Problem to work on: What is needed is the run of lines from the one with "Target: house with dark roof" through the close of the data, set down exactly.

Data provided:
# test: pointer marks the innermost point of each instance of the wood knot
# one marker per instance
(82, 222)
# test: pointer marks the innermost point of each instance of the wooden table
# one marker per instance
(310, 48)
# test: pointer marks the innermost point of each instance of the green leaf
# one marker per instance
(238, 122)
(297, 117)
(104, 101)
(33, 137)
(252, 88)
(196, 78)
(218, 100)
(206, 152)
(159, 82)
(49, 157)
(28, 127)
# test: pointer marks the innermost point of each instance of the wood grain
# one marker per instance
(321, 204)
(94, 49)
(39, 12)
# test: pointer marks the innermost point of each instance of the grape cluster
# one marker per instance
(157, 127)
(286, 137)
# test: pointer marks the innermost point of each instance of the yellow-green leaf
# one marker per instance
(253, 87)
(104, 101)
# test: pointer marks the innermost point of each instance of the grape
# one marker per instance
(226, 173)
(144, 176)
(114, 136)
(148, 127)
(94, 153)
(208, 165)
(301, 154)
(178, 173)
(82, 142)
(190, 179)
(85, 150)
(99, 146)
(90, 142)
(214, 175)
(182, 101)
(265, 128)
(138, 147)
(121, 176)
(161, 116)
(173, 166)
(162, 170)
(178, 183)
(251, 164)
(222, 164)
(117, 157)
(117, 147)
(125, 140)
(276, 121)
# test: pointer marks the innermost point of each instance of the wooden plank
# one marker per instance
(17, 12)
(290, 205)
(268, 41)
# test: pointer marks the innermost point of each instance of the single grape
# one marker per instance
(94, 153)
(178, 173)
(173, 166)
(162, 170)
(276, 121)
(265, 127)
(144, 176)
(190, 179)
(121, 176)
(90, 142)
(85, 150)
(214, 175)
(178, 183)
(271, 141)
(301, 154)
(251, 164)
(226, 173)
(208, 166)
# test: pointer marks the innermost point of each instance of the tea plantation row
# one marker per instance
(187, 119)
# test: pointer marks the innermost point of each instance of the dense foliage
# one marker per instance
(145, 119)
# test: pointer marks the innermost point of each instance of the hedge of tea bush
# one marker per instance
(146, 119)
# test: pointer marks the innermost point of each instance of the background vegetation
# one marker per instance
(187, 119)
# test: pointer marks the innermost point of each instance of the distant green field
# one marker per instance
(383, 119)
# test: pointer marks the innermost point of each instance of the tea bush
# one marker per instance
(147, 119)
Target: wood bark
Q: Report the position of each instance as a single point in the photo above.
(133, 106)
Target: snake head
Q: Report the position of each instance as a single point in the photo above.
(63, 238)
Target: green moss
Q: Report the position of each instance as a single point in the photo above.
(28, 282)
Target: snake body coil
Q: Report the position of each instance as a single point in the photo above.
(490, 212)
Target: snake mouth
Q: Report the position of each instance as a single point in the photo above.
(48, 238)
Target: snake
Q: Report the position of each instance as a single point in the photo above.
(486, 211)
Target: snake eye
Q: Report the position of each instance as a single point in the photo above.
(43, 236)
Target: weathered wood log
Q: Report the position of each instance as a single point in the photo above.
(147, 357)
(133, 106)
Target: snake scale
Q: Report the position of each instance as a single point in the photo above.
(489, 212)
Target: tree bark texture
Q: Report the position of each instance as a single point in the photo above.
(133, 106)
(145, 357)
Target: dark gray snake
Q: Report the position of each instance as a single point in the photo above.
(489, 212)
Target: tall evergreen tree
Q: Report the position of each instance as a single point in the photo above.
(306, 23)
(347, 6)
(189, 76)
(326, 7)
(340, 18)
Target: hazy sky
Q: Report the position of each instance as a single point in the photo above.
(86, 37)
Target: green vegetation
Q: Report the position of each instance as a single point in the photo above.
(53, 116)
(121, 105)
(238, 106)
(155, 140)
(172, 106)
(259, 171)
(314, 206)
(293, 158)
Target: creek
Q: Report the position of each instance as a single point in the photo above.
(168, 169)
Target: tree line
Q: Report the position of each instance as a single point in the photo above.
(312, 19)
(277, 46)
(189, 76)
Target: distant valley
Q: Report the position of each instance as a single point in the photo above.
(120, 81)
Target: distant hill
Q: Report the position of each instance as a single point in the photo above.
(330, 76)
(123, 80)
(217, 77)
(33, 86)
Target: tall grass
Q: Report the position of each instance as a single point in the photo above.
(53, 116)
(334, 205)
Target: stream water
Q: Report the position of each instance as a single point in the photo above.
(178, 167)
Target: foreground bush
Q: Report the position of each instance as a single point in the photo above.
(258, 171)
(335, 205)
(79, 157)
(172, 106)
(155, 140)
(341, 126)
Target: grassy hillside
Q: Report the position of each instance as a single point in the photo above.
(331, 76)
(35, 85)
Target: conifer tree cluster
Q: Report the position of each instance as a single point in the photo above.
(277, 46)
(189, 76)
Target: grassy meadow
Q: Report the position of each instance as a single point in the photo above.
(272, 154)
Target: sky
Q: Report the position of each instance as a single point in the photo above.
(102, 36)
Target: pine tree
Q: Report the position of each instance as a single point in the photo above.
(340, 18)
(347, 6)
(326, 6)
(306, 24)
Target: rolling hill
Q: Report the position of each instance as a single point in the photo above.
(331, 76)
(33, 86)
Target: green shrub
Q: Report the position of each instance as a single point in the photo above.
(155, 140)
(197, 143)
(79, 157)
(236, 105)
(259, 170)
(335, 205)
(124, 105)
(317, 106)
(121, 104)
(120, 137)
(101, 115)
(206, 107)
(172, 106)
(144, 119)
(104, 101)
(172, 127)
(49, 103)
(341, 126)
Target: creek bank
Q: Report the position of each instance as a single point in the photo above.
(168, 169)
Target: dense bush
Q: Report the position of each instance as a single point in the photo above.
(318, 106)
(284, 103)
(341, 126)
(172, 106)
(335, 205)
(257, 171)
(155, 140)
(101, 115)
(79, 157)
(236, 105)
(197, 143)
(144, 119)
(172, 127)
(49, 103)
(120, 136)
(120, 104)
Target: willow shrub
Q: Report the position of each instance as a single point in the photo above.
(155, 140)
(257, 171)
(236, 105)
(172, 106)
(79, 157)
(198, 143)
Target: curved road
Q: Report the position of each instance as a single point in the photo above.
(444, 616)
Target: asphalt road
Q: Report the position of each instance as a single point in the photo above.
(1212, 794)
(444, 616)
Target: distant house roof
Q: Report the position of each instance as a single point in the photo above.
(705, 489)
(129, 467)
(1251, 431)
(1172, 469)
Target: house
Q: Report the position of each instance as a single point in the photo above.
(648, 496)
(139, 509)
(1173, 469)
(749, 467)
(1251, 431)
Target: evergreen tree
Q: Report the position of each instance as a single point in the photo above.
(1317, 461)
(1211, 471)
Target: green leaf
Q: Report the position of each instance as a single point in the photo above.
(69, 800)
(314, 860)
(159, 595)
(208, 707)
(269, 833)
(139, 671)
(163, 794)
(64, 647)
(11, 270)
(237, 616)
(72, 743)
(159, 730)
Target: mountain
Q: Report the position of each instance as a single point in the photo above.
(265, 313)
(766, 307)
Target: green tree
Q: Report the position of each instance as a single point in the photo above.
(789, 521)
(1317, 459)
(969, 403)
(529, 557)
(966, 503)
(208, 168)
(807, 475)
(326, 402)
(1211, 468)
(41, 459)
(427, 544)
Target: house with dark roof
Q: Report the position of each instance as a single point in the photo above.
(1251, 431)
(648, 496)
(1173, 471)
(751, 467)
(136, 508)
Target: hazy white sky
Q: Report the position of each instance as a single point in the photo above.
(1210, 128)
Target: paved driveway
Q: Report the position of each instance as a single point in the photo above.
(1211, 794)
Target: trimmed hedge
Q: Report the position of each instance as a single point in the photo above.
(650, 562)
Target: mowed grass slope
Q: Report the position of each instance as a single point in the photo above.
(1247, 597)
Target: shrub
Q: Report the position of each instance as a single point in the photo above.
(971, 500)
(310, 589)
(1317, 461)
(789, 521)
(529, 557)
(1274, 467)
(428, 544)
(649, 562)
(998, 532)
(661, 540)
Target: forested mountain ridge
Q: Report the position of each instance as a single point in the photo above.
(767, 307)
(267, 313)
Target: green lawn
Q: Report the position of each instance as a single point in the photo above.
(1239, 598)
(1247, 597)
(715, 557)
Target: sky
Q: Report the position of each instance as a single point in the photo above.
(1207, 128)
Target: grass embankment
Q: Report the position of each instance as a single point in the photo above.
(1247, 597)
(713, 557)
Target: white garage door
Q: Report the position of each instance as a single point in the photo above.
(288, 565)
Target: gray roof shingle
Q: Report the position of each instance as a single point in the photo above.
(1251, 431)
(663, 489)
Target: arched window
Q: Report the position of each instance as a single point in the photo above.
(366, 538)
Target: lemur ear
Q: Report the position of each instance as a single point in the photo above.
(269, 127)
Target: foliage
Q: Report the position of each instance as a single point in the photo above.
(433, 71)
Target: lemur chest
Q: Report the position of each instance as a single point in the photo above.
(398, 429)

Exercise output:
Target: house with dark roof
Q: Report the position of each instance as a single point in the photo above.
(1251, 431)
(648, 496)
(1173, 471)
(751, 467)
(136, 508)
Target: hazy white sky
Q: Report the position of each instance as a single point in the photo above.
(1210, 128)
Target: paved driveway
Q: Report the position of each instance as a single point in the photo above.
(1211, 794)
Target: trimmed hedge
Q: Report the position of each instance as a single point in the photo above.
(650, 562)
Target: mowed grass slope
Q: Report the position of each instance as a single point in the photo above.
(1247, 597)
Target: shrub
Q: Report the position of each instance as a single point in the photo above.
(971, 500)
(310, 589)
(1317, 461)
(789, 521)
(529, 557)
(1274, 467)
(428, 544)
(649, 562)
(998, 532)
(661, 540)
Target: forested mountain ridge
Q: Report the position of each instance as a single point in the photo above.
(767, 307)
(267, 313)
Target: green lawn
Q: Report the position of each instance as a single point in the photo above.
(1239, 598)
(1247, 597)
(715, 557)
Target: sky
Q: Report the position of each instance as a single point in the photo above.
(1207, 128)
Target: grass embankment
Q: Report the position of each instance as a single point in the photo above.
(1247, 597)
(713, 557)
Target: white garage door
Q: Report the position of each instance as a single point in the photo above.
(288, 565)
Target: gray roof shingle
Q: Report the position of each instance as a single point in the photo above.
(1251, 431)
(663, 489)
Target: arched window
Q: Report the position of each instance as a single point in the photo above.
(366, 538)
Target: lemur ear
Q: Report the position of each instance as a single point in the photo above.
(269, 127)
Target: foliage
Q: Report the position of each instance as a single point in the photo above.
(433, 71)
Target: lemur chest
Q: Report the position of each instance as a single point in the photo above.
(398, 429)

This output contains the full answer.